**Job:**
Recast the stretch of records from the line containing "Track-and-sign request: indicate each instance of the bush" through the line containing "x=1062, y=813", both ends included, as a two-column CSV with the columns text and points. Give one row per record, with each value in a single quoted field and line breaks turned into spaces.

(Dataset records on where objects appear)
• • • • • • •
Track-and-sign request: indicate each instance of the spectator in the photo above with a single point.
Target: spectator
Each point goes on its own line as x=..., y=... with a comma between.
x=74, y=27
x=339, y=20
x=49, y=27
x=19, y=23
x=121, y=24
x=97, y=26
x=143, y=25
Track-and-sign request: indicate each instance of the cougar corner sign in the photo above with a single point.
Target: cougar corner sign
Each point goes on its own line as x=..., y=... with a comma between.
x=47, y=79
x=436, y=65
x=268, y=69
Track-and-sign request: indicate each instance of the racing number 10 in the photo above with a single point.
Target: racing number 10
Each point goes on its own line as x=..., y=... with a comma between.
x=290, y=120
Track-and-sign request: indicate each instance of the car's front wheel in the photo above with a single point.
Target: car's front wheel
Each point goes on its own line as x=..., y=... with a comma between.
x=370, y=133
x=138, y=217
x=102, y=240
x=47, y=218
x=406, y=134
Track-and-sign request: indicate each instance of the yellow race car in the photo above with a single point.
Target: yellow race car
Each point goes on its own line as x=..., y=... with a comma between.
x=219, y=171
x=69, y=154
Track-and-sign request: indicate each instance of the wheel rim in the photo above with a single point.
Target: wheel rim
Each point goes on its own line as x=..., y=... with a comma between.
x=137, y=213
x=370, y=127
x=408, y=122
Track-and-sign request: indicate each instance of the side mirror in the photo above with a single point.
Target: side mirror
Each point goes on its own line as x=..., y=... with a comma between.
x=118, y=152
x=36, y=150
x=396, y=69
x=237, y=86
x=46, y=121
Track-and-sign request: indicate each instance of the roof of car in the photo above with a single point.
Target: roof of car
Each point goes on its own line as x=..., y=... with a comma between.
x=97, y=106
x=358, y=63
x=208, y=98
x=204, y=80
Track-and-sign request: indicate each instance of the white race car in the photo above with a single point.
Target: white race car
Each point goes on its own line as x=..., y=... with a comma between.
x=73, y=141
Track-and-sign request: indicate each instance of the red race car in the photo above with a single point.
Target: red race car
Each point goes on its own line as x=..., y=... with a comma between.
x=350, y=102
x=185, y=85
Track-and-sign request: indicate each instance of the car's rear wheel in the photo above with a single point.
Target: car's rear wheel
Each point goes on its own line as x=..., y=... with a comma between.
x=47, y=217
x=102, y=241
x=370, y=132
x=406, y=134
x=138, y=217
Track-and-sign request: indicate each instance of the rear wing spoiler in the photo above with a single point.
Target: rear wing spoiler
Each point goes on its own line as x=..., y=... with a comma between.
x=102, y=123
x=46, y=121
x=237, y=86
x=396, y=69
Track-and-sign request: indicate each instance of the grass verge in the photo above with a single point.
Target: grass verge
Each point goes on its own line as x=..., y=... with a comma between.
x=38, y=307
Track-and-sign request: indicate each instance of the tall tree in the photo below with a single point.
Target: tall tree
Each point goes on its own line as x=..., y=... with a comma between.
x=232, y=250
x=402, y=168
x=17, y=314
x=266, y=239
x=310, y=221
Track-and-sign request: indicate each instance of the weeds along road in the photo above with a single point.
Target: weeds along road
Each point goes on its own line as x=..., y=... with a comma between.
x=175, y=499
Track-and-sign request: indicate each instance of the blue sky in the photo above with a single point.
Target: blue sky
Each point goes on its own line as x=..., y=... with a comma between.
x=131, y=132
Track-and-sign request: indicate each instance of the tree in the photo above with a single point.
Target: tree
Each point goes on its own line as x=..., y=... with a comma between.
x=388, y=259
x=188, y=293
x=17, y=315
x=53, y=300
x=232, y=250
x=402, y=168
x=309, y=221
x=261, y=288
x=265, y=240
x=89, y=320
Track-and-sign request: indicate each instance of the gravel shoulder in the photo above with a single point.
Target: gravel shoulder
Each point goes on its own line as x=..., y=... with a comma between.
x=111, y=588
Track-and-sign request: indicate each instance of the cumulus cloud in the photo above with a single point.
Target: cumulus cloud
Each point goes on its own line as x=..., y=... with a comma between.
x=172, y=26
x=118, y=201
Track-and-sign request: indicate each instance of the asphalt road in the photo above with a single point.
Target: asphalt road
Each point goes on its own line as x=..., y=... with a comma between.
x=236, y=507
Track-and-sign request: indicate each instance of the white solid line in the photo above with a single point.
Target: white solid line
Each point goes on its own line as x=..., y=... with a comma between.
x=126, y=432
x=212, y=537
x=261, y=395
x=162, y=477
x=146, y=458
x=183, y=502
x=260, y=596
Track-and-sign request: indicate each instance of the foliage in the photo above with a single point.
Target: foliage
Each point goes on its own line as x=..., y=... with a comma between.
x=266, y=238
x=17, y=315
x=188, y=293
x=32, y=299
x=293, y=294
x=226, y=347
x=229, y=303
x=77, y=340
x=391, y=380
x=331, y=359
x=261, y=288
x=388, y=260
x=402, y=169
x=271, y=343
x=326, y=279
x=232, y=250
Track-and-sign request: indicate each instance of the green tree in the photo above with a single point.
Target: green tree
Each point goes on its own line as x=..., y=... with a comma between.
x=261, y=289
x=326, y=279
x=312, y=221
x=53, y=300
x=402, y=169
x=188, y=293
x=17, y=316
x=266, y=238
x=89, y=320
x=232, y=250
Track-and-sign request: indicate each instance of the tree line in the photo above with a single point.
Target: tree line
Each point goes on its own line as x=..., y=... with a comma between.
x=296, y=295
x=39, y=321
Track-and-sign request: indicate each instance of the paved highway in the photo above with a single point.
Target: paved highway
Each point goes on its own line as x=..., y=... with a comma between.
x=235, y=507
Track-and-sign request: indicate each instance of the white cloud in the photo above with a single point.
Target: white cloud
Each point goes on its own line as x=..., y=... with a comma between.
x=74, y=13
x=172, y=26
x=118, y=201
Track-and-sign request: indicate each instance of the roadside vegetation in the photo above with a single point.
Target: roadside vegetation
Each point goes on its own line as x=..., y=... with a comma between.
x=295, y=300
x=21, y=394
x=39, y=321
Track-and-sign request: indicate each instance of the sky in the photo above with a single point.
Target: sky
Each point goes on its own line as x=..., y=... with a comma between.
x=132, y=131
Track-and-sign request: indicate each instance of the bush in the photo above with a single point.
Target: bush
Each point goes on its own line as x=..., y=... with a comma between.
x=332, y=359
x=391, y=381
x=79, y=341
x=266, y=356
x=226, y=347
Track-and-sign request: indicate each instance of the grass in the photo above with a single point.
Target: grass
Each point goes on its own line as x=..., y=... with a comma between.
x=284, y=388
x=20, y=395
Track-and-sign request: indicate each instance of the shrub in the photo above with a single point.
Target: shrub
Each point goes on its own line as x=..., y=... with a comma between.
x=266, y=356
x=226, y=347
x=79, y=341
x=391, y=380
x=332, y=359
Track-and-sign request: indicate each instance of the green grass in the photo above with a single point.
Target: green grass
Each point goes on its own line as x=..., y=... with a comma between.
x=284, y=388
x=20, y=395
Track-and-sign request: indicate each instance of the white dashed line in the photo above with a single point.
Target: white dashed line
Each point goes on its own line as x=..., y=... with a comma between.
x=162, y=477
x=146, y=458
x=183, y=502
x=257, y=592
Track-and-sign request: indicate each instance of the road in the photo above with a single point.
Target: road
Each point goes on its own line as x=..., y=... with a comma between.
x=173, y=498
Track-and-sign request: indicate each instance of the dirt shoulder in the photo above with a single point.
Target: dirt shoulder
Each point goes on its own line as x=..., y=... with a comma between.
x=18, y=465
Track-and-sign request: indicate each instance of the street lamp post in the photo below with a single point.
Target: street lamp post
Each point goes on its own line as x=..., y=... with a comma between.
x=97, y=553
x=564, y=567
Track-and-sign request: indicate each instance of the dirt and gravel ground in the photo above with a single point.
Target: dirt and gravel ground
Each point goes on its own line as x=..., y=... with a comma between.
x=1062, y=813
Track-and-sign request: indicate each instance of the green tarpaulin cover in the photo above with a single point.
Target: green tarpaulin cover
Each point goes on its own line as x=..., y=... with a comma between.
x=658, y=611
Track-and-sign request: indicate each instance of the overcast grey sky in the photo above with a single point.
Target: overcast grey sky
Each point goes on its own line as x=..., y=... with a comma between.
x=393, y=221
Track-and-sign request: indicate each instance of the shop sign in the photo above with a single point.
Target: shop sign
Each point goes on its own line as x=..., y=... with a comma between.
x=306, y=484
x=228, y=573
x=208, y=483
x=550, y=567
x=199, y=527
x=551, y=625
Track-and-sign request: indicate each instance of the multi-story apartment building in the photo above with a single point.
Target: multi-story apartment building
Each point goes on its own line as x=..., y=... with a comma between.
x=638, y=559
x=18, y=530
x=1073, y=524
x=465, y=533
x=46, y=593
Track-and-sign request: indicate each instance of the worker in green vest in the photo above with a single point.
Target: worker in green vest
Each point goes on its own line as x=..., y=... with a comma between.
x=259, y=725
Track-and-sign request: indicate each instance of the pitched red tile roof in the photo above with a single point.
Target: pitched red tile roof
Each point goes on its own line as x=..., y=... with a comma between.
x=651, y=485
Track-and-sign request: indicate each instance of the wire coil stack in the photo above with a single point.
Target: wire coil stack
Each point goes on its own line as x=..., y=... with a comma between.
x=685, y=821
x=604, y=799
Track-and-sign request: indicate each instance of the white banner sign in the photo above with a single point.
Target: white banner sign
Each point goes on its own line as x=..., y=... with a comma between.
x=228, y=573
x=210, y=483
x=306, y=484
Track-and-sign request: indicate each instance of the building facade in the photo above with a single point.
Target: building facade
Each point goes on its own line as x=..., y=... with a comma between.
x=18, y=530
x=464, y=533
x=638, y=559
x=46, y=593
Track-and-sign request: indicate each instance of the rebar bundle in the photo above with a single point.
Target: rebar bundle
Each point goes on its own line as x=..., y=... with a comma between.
• • • • • • •
**Answer for this exercise:**
text,points
"Track-and-sign request: indicate each instance of the bush in the photo above with a single point. Target: bush Each point goes on its own line as x=..., y=... with a comma between.","x=332, y=359 x=391, y=381 x=79, y=341 x=266, y=356 x=226, y=347"
"Track-and-sign request: indicate each instance of the grass in the photo above with a single point. Target: grass Each point goes on its own line as x=..., y=... with a comma between.","x=284, y=388 x=20, y=395"
"Track-and-sign request: indicate each instance of the shrub in the photo above with a single point. Target: shrub Each point goes on its own line as x=..., y=... with a comma between.","x=266, y=356 x=226, y=347 x=79, y=341 x=391, y=380 x=332, y=359"
"Track-and-sign request: indicate each instance of the green grass in the photo above with a single point. Target: green grass Each point goes on its own line as x=..., y=... with a comma between.","x=284, y=388 x=20, y=395"
"Track-and-sign request: indicate each instance of the white dashed line in the photo above with a single point. Target: white dashed line Each point goes on its own line as x=..., y=... with a comma between.","x=162, y=477 x=146, y=458 x=183, y=502 x=257, y=592"
"Track-and-sign request: indicate each instance of the road in the photo above with a single point. Target: road Each point goes on its own line as x=..., y=... with a comma between.","x=173, y=498"
"Track-and-sign request: indicate each instance of the dirt shoulder in the photo above with a single point. Target: dirt shoulder Each point goes on its own line as x=..., y=... with a comma between.","x=18, y=465"
"Track-and-sign request: indicate each instance of the street lamp post in the photo below with a single point. Target: street lamp post Each point goes on its own line as x=..., y=... with a comma between.","x=97, y=553 x=564, y=567"
"Track-and-sign request: indicate each instance of the dirt and gravel ground in the photo above with a single point. Target: dirt and gravel ground Each point goes on its own line as x=..., y=... with a comma between.","x=1062, y=813"